(INPUT DATA begins)
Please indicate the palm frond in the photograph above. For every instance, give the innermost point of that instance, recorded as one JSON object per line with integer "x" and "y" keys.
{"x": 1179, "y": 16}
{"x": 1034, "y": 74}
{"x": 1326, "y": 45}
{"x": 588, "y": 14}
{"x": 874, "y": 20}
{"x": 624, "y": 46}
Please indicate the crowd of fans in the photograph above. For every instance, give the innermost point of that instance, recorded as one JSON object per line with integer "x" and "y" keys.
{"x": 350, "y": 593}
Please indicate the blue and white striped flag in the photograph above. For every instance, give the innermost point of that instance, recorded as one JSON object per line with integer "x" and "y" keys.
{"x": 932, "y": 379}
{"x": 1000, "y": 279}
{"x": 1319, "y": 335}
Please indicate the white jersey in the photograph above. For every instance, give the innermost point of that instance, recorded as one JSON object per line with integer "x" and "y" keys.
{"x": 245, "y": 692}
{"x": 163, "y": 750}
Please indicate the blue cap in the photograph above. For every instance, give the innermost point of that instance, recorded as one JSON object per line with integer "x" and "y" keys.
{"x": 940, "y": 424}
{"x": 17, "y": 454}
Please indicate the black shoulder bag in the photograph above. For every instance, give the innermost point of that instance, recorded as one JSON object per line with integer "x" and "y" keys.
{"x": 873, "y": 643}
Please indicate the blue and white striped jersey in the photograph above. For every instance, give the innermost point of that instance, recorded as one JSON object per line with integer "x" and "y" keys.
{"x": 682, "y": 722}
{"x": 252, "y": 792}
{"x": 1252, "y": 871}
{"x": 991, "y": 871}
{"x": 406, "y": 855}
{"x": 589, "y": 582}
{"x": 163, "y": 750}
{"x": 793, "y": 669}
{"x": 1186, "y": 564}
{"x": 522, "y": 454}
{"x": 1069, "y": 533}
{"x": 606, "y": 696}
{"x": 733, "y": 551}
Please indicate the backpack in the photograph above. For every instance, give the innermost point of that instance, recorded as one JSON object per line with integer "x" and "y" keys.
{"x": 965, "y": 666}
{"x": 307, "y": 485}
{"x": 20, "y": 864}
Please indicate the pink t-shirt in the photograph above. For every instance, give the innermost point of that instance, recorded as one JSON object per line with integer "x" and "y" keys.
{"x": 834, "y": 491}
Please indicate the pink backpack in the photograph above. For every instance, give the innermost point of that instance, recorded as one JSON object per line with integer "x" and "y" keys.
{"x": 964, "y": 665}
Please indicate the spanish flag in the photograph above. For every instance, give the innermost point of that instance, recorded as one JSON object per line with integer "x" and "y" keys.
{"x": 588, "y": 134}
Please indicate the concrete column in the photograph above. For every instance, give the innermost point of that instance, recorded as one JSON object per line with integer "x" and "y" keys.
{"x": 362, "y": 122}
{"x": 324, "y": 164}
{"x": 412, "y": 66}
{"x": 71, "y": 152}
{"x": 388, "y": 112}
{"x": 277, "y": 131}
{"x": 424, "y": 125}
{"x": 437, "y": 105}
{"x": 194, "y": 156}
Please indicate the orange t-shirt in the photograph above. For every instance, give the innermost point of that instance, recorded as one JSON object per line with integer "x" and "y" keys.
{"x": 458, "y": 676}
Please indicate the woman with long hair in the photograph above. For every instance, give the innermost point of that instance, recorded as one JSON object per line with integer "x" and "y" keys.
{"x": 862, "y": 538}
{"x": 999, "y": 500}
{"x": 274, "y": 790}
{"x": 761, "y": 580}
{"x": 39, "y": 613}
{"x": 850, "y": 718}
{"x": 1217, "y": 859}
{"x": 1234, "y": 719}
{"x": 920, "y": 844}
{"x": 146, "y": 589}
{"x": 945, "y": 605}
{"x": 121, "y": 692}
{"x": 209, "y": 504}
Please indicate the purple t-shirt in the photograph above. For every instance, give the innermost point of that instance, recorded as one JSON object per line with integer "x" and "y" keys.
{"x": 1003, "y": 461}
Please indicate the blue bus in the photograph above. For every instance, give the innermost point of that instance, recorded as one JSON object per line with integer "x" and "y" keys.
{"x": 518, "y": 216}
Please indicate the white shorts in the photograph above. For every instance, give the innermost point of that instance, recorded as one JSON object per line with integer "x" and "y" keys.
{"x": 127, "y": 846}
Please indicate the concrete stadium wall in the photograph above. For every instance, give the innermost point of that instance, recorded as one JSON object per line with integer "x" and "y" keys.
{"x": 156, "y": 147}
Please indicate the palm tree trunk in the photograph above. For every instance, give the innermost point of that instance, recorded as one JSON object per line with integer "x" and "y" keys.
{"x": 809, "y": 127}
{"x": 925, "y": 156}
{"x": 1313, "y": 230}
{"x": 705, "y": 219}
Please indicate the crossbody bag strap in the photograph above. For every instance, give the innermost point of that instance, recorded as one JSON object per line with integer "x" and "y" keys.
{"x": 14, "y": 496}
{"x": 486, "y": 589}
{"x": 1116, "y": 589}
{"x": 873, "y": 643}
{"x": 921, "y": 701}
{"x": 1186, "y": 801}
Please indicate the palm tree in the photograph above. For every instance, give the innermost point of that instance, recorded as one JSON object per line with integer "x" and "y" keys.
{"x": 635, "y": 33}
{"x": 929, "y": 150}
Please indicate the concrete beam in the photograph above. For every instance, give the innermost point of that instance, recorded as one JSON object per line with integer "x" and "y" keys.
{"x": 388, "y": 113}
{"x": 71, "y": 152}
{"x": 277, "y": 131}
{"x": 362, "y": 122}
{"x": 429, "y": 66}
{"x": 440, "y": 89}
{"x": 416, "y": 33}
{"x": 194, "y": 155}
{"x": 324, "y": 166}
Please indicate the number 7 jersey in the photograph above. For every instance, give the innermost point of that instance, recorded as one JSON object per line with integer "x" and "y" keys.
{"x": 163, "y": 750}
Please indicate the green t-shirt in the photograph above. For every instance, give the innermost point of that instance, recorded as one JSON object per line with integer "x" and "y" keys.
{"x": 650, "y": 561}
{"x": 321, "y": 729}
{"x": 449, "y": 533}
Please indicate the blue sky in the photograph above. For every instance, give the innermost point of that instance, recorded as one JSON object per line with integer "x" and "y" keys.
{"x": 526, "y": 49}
(INPUT DATA ends)
● **YOUR ASSIGNMENT**: Output the entire listing again, word for word.

● **RESULT FOR THIS TASK**:
Please indicate the palm frond in the photograph above. For every instance, give the innermost point of that instance, recorded as one JSON object per line with integer "x" and "y" keys.
{"x": 1179, "y": 16}
{"x": 1034, "y": 74}
{"x": 1326, "y": 45}
{"x": 588, "y": 14}
{"x": 874, "y": 20}
{"x": 624, "y": 46}
Please indicate the crowd of fans in the photograph above. For every instance, give the innermost point of that instance, recorded as one JSON object per line with integer "x" and "y" keys.
{"x": 350, "y": 593}
Please indicate the blue and white striped flag in the photograph above. For every instance, give the innermost point of that instance, recorded as one JSON object per line with integer "x" and "y" keys.
{"x": 932, "y": 379}
{"x": 1000, "y": 279}
{"x": 1319, "y": 335}
Please indicate the white jersey in the photograph above. For every instance, give the innermost point of that instance, recorded as one JSON object per line with integer "x" and "y" keys.
{"x": 245, "y": 692}
{"x": 163, "y": 750}
Please indicate the blue cap in the photograph above. For every instance, give the innermost point of that instance, recorded as one JSON object per line with integer "x" and "y" keys.
{"x": 940, "y": 424}
{"x": 17, "y": 454}
Please indicate the black shoulder bag in the photograph above. For every instance, give the innermost point of that instance, recorded as one JSON object per line with integer "x" and "y" keys.
{"x": 873, "y": 643}
Please indicate the blue and white striped jersey in the photograph above. For every instance, give the innermost point of that instance, recorded as one JSON object per line with integer "x" and "y" keys.
{"x": 682, "y": 722}
{"x": 252, "y": 792}
{"x": 1252, "y": 871}
{"x": 991, "y": 871}
{"x": 406, "y": 855}
{"x": 589, "y": 582}
{"x": 163, "y": 750}
{"x": 793, "y": 669}
{"x": 1186, "y": 564}
{"x": 522, "y": 454}
{"x": 1069, "y": 533}
{"x": 606, "y": 696}
{"x": 733, "y": 551}
Please indicate the backpack in the photograph above. For every instance, give the innermost point of that instance, recorded as one JSON object per line with integer "x" and "y" keys.
{"x": 965, "y": 666}
{"x": 307, "y": 485}
{"x": 20, "y": 864}
Please indicate the pink t-shirt in the photograph above. For every instance, give the innermost point of that instance, recorded as one JSON object per line with integer "x" and "y" keys.
{"x": 834, "y": 491}
Please indicate the pink backpack in the photograph above. For every instance, give the innermost point of that instance, recorded as one JSON object per line with integer "x" and "y" keys.
{"x": 964, "y": 665}
Please indicate the spanish flag in the photograph above. For every instance, give the innermost point of that instance, recorded as one JSON object per line with integer "x" and "y" keys.
{"x": 588, "y": 134}
Please indicate the concrete column in the photograph above. For every instance, give the innermost point of that instance, recorded as one JSON object per line with integer "x" and "y" keys.
{"x": 362, "y": 122}
{"x": 324, "y": 164}
{"x": 412, "y": 66}
{"x": 71, "y": 152}
{"x": 388, "y": 112}
{"x": 277, "y": 131}
{"x": 424, "y": 125}
{"x": 437, "y": 105}
{"x": 194, "y": 156}
Please indicate the orange t-shirt in the photograph above. For every instance, give the innermost point of that instance, recorded as one JSON object per line with integer "x" and "y" keys.
{"x": 458, "y": 676}
Please indicate the woman with long hair in the photograph above. For every instance, give the innermost point of that instance, recorded as one JSON object per line with integer "x" and "y" keys.
{"x": 862, "y": 538}
{"x": 999, "y": 500}
{"x": 274, "y": 790}
{"x": 761, "y": 580}
{"x": 39, "y": 613}
{"x": 850, "y": 718}
{"x": 1217, "y": 859}
{"x": 1234, "y": 719}
{"x": 920, "y": 844}
{"x": 146, "y": 589}
{"x": 945, "y": 605}
{"x": 121, "y": 692}
{"x": 209, "y": 504}
Please indicate the purple t-shirt in the photograph above. For every instance, give the innermost point of that instance, recorded as one JSON object per line with integer "x" and "y" keys.
{"x": 1003, "y": 461}
Please indicate the blue bus in the photograph above. For every instance, give the innermost point of that instance, recorded as one JSON object per line with integer "x" and "y" keys.
{"x": 518, "y": 216}
Please indicate the white shorts in the photograph above. For every instance, give the innermost point of that instance, recorded as one JSON object per line with integer "x" and "y" keys.
{"x": 127, "y": 846}
Please indicate the concrete stadium wall in the photograph above. For every instance, give the innermost point of that instance, recorded as one JSON object per line with integer "x" and "y" keys.
{"x": 156, "y": 147}
Please indicate the palm tree trunk in the photograph above. For every instance, give the innermost point of that instance, recorded as one JSON object per line with integer "x" and "y" keys.
{"x": 809, "y": 127}
{"x": 925, "y": 156}
{"x": 1313, "y": 230}
{"x": 705, "y": 219}
Please indicate the crossbody bag strap in the photograph above. For every instance, give the innermost point of that instance, recorded as one JSON object per line with integer "x" and "y" keys.
{"x": 14, "y": 496}
{"x": 486, "y": 589}
{"x": 1116, "y": 589}
{"x": 873, "y": 643}
{"x": 921, "y": 701}
{"x": 1186, "y": 801}
Please indicate the palm tree in the photograph above. For every instance, give the innermost point of that instance, recorded as one JSON object per line with integer "x" and "y" keys.
{"x": 635, "y": 33}
{"x": 929, "y": 150}
Please indicate the concrete beam in the photograph above. For every instance, give the innermost point of that instance, recorded as one JSON object per line with integer "x" and "y" keys.
{"x": 388, "y": 113}
{"x": 71, "y": 152}
{"x": 277, "y": 131}
{"x": 362, "y": 122}
{"x": 429, "y": 66}
{"x": 440, "y": 89}
{"x": 416, "y": 33}
{"x": 194, "y": 155}
{"x": 324, "y": 166}
Please indicate the number 7 jersey in the photograph above. For every instance, give the innermost point of that instance, recorded as one JSON object per line with integer "x" and "y" keys.
{"x": 163, "y": 750}
Please indicate the green t-shirt in the photograph above. For every instance, give the innermost point of that instance, recorded as one JSON object per line with integer "x" and "y" keys.
{"x": 650, "y": 561}
{"x": 321, "y": 729}
{"x": 449, "y": 533}
Please indicate the blue sky in the photograph above. For every instance, give the innermost point of that instance, recorded as one JSON object per line with integer "x" and "y" keys.
{"x": 526, "y": 49}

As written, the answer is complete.